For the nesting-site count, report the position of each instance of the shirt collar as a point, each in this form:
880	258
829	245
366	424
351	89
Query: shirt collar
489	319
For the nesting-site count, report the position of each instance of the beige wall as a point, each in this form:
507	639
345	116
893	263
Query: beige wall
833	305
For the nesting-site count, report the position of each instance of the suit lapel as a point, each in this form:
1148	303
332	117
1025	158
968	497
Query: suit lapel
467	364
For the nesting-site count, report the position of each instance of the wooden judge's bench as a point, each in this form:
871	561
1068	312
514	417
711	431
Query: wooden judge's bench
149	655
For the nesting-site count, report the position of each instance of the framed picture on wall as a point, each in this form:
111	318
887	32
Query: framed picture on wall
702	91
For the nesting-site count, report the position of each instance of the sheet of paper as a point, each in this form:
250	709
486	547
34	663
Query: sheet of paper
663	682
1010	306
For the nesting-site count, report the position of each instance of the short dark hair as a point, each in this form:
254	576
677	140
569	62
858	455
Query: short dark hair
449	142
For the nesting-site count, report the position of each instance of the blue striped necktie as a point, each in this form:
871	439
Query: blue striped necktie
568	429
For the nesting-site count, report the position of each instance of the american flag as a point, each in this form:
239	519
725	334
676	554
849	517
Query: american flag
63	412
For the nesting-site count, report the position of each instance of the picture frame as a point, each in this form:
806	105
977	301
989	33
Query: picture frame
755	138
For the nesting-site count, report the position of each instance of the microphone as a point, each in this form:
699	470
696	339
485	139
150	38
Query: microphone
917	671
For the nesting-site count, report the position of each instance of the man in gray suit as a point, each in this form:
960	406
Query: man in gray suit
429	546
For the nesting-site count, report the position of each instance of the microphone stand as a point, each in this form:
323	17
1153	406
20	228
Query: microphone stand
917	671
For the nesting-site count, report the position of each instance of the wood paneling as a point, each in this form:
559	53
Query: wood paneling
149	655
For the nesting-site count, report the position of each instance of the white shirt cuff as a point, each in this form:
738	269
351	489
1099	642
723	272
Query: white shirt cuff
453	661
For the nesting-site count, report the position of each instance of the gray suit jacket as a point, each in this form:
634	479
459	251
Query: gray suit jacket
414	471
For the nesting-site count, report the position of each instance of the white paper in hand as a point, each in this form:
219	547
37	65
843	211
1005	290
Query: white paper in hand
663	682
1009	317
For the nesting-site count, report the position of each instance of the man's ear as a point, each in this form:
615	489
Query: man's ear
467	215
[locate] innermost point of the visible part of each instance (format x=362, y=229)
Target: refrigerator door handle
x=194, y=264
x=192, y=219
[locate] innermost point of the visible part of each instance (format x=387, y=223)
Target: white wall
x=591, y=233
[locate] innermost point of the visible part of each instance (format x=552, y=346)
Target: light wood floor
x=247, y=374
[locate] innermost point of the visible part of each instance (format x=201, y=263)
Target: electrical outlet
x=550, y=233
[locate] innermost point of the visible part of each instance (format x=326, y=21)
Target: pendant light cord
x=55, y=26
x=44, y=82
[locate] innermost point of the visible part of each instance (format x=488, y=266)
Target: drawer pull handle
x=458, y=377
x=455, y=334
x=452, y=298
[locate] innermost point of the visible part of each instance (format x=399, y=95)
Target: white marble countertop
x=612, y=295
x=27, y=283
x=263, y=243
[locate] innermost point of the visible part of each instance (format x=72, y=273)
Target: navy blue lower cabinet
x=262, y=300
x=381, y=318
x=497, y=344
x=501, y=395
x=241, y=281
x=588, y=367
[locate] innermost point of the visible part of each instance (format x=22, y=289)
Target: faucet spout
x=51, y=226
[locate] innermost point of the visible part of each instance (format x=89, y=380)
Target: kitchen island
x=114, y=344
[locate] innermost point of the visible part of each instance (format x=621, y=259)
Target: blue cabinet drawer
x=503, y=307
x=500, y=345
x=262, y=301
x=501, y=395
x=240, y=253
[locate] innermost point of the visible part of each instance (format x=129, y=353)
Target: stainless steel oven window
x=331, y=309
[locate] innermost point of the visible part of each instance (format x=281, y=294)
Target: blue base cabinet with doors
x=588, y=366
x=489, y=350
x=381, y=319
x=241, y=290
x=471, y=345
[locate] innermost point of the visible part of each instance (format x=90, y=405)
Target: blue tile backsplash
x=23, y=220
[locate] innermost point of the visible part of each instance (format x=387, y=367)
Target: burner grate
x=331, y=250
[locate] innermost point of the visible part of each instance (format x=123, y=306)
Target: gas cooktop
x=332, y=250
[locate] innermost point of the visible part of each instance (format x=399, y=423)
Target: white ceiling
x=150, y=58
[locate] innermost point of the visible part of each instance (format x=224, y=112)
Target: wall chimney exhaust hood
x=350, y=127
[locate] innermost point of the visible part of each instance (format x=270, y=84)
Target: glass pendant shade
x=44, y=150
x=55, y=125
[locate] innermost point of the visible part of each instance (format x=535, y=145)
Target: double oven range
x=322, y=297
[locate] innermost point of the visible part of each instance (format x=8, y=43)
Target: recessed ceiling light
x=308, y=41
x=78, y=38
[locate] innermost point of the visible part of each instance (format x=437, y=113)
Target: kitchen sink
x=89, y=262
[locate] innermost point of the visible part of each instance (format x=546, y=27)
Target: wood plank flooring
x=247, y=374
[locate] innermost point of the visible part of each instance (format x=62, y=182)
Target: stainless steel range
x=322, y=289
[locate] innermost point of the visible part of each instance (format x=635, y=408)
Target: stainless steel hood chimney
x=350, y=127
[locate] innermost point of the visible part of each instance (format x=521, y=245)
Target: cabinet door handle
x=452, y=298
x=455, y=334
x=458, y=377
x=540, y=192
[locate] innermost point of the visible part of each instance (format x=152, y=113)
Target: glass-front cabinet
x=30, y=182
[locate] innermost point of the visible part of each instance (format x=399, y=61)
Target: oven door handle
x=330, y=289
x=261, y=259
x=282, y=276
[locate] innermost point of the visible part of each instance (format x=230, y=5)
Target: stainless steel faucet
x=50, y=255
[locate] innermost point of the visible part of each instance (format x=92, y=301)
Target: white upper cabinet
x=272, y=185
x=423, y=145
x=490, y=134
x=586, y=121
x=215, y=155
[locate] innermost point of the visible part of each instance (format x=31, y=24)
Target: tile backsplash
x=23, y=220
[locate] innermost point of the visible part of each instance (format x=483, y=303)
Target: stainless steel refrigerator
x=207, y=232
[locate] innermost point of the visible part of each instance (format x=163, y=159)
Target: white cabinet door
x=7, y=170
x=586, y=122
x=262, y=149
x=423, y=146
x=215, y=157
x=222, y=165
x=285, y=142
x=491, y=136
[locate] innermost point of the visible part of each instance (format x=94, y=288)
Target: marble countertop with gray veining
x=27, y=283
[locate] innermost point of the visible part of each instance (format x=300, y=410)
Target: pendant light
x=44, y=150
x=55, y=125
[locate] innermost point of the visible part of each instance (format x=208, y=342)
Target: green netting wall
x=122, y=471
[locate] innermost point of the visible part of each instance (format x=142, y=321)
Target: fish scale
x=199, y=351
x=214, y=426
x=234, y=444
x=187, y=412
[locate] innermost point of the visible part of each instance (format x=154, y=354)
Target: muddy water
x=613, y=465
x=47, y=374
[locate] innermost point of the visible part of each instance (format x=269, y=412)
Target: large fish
————
▶ [WHAT YOU HAVE TO DO] Retype the material word for word. Add nothing to it.

▶ [SOLUTION TO THIS PROBLEM]
For the nesting-site count, report the position of each instance of the shirt collar as a point, each in this form:
880	258
829	245
366	424
351	89
Query: shirt collar
489	319
For the nesting-site count, report the position of each instance of the beige wall as a point, each in this form:
507	639
345	116
893	263
Query: beige wall
833	305
For the nesting-site count, report the position of each instance of the suit lapel as a point, each in this form:
1148	303
332	117
1025	158
968	497
Query: suit lapel
467	364
For the nesting-site count, report the position of each instance of the wooden judge's bench as a point, each in this form:
871	561
1068	312
514	417
711	431
Query: wooden judge's bench
149	655
For the nesting-site count, report the position of each instance of the framed picture on wall as a point, each in this form:
111	318
887	32
Query: framed picture on wall
702	91
For the nesting-site count, report the position of each instance of the sheet of paper as a point, each in this form:
250	709
486	547
34	663
Query: sheet of paper
663	682
1010	306
For the nesting-site count, report the position of each instance of the short dark hair as a point, each in this form:
254	576
677	140
569	62
858	455
Query: short dark hair
449	142
For the nesting-site count, report the position of each instance of the blue striped necktie as a point, each in this form:
871	439
Query: blue striped necktie
568	429
For the nesting-site count, report the position of each instance of the american flag as a point, each in this form:
239	519
725	334
676	554
849	517
Query: american flag
63	412
For the nesting-site count, report the position of each instance of the picture frame as a point, each in this form:
806	105
977	301
989	33
Query: picture frame
755	138
For the nesting-site count, report the position of each instance of the microphone as a point, each in this form:
699	470
696	339
485	139
150	38
Query: microphone
917	671
For the nesting-site count, report the position of each instance of the man in gray suit as a point, each in this form:
960	406
Query: man in gray suit
429	546
For the nesting-site count, report the position of each instance of the microphone stand as a point, each in this form:
323	17
1153	406
20	228
Query: microphone stand
917	671
For the nesting-site count, report the position of each instance of the wood paneling as a point, each in this form:
559	53
Query: wood paneling
149	655
For the nesting-site count, report the position of each instance of the white shirt cuff as a point, each in this form:
738	269
351	489
1099	642
723	272
Query: white shirt cuff
453	661
For the nesting-site count, report the position of each instance of the gray suit jacket as a point, each in this form:
634	479
459	251
Query: gray suit jacket
414	471
For the nesting-site count, report the position of each instance of the white paper in hand as a point, each in this form:
219	547
37	65
843	211
1005	290
Query: white paper in hand
663	682
1009	317
For the nesting-site count, report the position of each instance of the man's ear as a point, each in this form:
615	489
Query: man's ear
467	215
[locate] innermost point of the visible part of each instance (format x=362, y=229)
Target: refrigerator door handle
x=194, y=264
x=192, y=219
[locate] innermost point of the visible part of each instance (format x=387, y=223)
Target: white wall
x=591, y=233
[locate] innermost point of the visible part of each instance (format x=552, y=346)
Target: light wood floor
x=247, y=374
[locate] innermost point of the visible part of each instance (format x=201, y=263)
Target: electrical outlet
x=550, y=233
[locate] innermost point of the visible part of each instance (format x=326, y=21)
Target: pendant light cord
x=55, y=26
x=44, y=82
[locate] innermost point of the visible part of each instance (format x=488, y=266)
Target: drawer pull handle
x=458, y=377
x=455, y=334
x=452, y=298
[locate] innermost point of the visible part of each instance (format x=399, y=95)
Target: white marble countertop
x=612, y=295
x=27, y=283
x=263, y=243
[locate] innermost point of the visible part of each instance (format x=72, y=273)
Target: navy blue lower cabinet
x=262, y=300
x=381, y=318
x=497, y=344
x=501, y=395
x=241, y=281
x=588, y=367
[locate] innermost point of the visible part of each instance (format x=22, y=289)
Target: faucet spout
x=51, y=226
[locate] innermost point of the visible part of each instance (format x=89, y=380)
Target: kitchen island
x=114, y=344
[locate] innermost point of the visible part of each instance (format x=621, y=259)
Target: blue cabinet drawer
x=503, y=307
x=500, y=345
x=262, y=301
x=501, y=395
x=240, y=253
[locate] innermost point of the visible part of each instance (format x=129, y=353)
Target: stainless steel oven window
x=331, y=309
[locate] innermost point of the visible part of each instance (format x=281, y=294)
Target: blue base cabinet with doors
x=588, y=366
x=489, y=350
x=381, y=319
x=241, y=290
x=471, y=345
[locate] innermost point of the visible part of each instance (format x=90, y=405)
Target: blue tile backsplash
x=23, y=220
[locate] innermost point of the visible part of each instance (format x=387, y=367)
Target: burner grate
x=331, y=250
[locate] innermost point of the visible part of each instance (format x=123, y=306)
Target: gas cooktop
x=332, y=250
[locate] innermost point of the visible part of each instance (format x=399, y=423)
Target: white ceiling
x=150, y=58
[locate] innermost point of the visible part of each instance (format x=224, y=112)
Target: wall chimney exhaust hood
x=350, y=127
[locate] innermost point of the visible part of each instance (format x=270, y=84)
Target: glass pendant shade
x=44, y=150
x=55, y=125
[locate] innermost point of the visible part of each instance (format x=535, y=145)
Target: double oven range
x=322, y=297
[locate] innermost point of the visible part of each instance (format x=8, y=43)
Target: recessed ceiling light
x=308, y=41
x=78, y=38
[locate] innermost point of the visible part of each instance (format x=437, y=113)
Target: kitchen sink
x=89, y=262
[locate] innermost point of the visible part of each instance (format x=546, y=27)
Target: wood plank flooring
x=247, y=374
[locate] innermost point of the visible part of each instance (format x=62, y=182)
Target: stainless steel range
x=322, y=289
[locate] innermost point of the visible part of each instance (format x=635, y=408)
Target: stainless steel hood chimney
x=350, y=127
[locate] innermost point of the visible part of each instance (format x=521, y=245)
Target: cabinet door handle
x=452, y=298
x=455, y=334
x=458, y=377
x=540, y=192
[locate] innermost point of the visible part of each instance (format x=152, y=113)
Target: glass-front cabinet
x=30, y=182
[locate] innermost point of the visible part of each instance (format x=399, y=61)
Target: oven door handle
x=330, y=289
x=261, y=259
x=282, y=276
[locate] innermost point of the visible part of each instance (format x=230, y=5)
Target: stainless steel faucet
x=50, y=255
[locate] innermost point of the visible part of each instance (format x=92, y=301)
Target: white upper cabinet
x=272, y=185
x=423, y=145
x=490, y=134
x=586, y=121
x=215, y=155
[locate] innermost point of the visible part of each instance (format x=31, y=24)
Target: tile backsplash
x=23, y=220
[locate] innermost point of the visible part of each instance (format x=483, y=303)
Target: stainless steel refrigerator
x=207, y=232
[locate] innermost point of the visible part of each instance (format x=163, y=159)
Target: white cabinet door
x=7, y=170
x=586, y=122
x=262, y=149
x=423, y=146
x=215, y=157
x=222, y=165
x=285, y=142
x=491, y=136
[locate] innermost point of the visible part of each instance (format x=94, y=288)
Target: marble countertop with gray veining
x=27, y=283
[locate] innermost point of the visible part of each instance (format x=300, y=410)
Target: pendant light
x=44, y=150
x=55, y=125
[locate] innermost point of the visible part of each instance (format x=208, y=342)
Target: green netting wall
x=122, y=471
[locate] innermost point of the visible part of each instance (format x=142, y=321)
Target: fish scale
x=199, y=351
x=214, y=426
x=234, y=444
x=187, y=412
[locate] innermost point of the visible part of each instance (format x=154, y=354)
Target: muddy water
x=613, y=465
x=47, y=374
[locate] innermost point of the visible part of each instance (format x=269, y=412)
Target: large fish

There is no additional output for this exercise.